═════ TEXTE SOURCE ═════

Quelles autres avancées sont à mettre au crédit du PE dans la dernière réforme de la Pac ?

Dans la Pac, le PE a un rôle assez déterminant pour faire avancer ou modifier les choses. Par exemple, sur le verdissement. Nous avons introduit une exemption pour les petites exploitations qui ne sont pas tenues d'avoir la pluralité des cultures. La revalorisation des ICHN, c'est purement parti d'une initiative parlementaire. La Commission et le Conseil n'avaient absolument pas envisagé cette question. Dans les rapports d'initiative plus anciens, on peut prendre par exemple la question des protéines. Le Parlement avait insisté sur leur rôle et l'importance de leur refaire une place dans la Pac. On peut considérer que l'on a trouvé une première avancée dans le cadre de la réforme de la Pac puisqu'une majoration du taux de couplage est possible (2 %) dès lors qu'il y a une mesure spécifique couplée aux protéines.

Du fait du scrutin proportionnel, aucun groupe politique n'est majoritaire au sein du PE. Alors, comment se construisent les majorités sur un texte ?

C'est tout à fait ça, il faut construire les majorités. Le plus efficace est d'arriver à être rapporteur sur un texte pour lequel on accorde beaucoup d'importance. A défaut d'être rapporteur, il faut créer des liens suffisamment fins et de conscience avec le rapporteur et avec le « shadow-rapporteur » si ce n'est pas son groupe qui pilote le texte. Pour qu'il fasse sienne votre proposition. Et ensuite, la défende. Il faut échanger avec les autres groupes. Ce qui est important et bouleverse un peu les habitudes nationales, c'est que quand il y a une disposition à laquelle on tient beaucoup, il faut être sûr que les Français des autres groupes n'aillent pas voter contre. De manière à ce qu'ils soient aussi dans la capacité de défendre votre proposition auprès de leurs collègues.

═════ DONNÉES FOURNIES ═════

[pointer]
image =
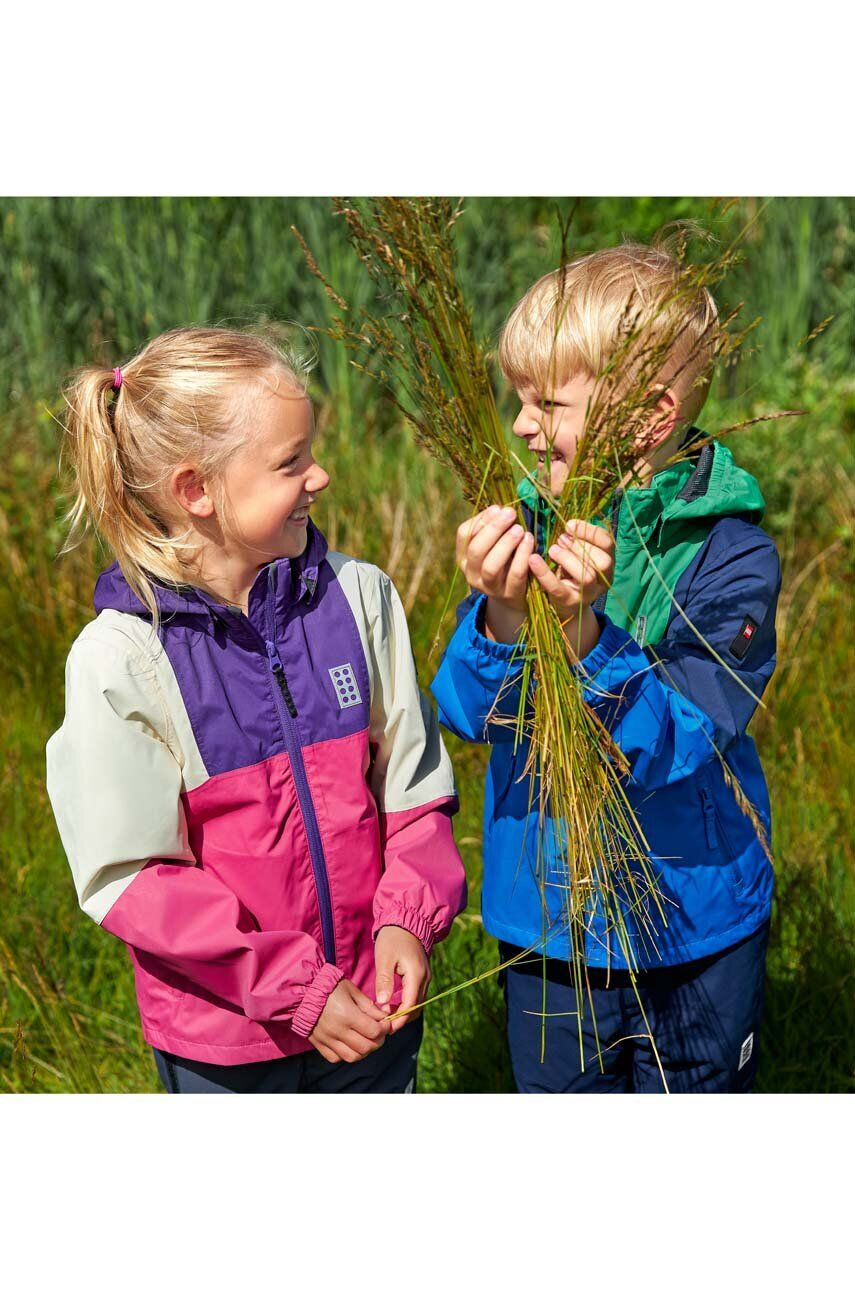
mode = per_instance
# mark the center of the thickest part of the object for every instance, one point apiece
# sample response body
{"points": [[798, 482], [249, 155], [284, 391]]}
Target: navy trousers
{"points": [[704, 1018], [390, 1070]]}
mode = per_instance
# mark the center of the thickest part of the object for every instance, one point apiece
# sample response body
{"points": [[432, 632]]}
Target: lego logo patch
{"points": [[346, 688], [743, 637]]}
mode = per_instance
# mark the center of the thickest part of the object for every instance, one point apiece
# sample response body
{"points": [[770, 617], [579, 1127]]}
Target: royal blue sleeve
{"points": [[477, 679], [669, 707]]}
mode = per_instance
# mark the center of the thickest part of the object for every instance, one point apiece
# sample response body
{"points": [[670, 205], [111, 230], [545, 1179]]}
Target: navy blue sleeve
{"points": [[671, 706], [730, 597]]}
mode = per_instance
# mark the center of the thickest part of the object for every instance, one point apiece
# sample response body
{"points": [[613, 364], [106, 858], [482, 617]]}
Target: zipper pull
{"points": [[272, 657], [709, 819], [281, 680]]}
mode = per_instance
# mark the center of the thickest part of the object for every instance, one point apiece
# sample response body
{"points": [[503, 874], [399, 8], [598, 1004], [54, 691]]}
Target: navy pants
{"points": [[704, 1017], [390, 1070]]}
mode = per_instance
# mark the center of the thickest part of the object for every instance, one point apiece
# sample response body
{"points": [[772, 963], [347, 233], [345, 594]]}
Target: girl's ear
{"points": [[190, 490]]}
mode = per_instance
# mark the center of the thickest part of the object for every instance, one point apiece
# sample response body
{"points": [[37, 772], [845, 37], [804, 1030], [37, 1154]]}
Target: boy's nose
{"points": [[525, 426], [317, 479]]}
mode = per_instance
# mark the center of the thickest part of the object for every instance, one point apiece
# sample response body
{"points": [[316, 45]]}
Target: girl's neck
{"points": [[227, 579]]}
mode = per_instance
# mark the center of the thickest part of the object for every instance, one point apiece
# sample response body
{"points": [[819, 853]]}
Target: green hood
{"points": [[660, 529]]}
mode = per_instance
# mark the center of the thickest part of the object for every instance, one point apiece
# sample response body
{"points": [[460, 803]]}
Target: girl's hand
{"points": [[493, 552], [399, 951], [350, 1027], [586, 559]]}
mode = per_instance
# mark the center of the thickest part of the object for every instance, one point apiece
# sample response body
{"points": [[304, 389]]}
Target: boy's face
{"points": [[551, 422]]}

═════

CONSIGNES DE L'EXERCICE:
[a] Répondez à ces questions sur l'extrait consacré au Parlement européen et à la Pac :
(i) Pour qui le PE a-t-il introduit une exemption dans le verdissement ?
(ii) De quoi est partie la revalorisation des ICHN ?
(iii) Quel est, selon l'extrait, le moyen le plus efficace de construire une majorité sur un texte ?
[b] Recopiez fidèlement le passage de l'extrait consacré au Parlement européen et à la Pac, en commençant par « Dans la Pac, le » et en terminant par « couplée aux protéines. ».

CORRIGÉ:
[a]
(i) Pour les petites exploitations, qui ne sont pas tenues d'avoir la pluralité des cultures.
(ii) Purement d'une initiative parlementaire.
(iii) Arriver à être rapporteur sur un texte auquel on accorde beaucoup d'importance.

[b]
Dans la Pac, le PE a un rôle assez déterminant pour faire avancer ou modifier les choses. Par exemple, sur le verdissement. Nous avons introduit une exemption pour les petites exploitations qui ne sont pas tenues d'avoir la pluralité des cultures. La revalorisation des ICHN, c'est purement parti d'une initiative parlementaire. La Commission et le Conseil n'avaient absolument pas envisagé cette question. Dans les rapports d'initiative plus anciens, on peut prendre par exemple la question des protéines. Le Parlement avait insisté sur leur rôle et l'importance de leur refaire une place dans la Pac. On peut considérer que l'on a trouvé une première avancée dans le cadre de la réforme de la Pac puisqu'une majoration du taux de couplage est possible (2 %) dès lors qu'il y a une mesure spécifique couplée aux protéines.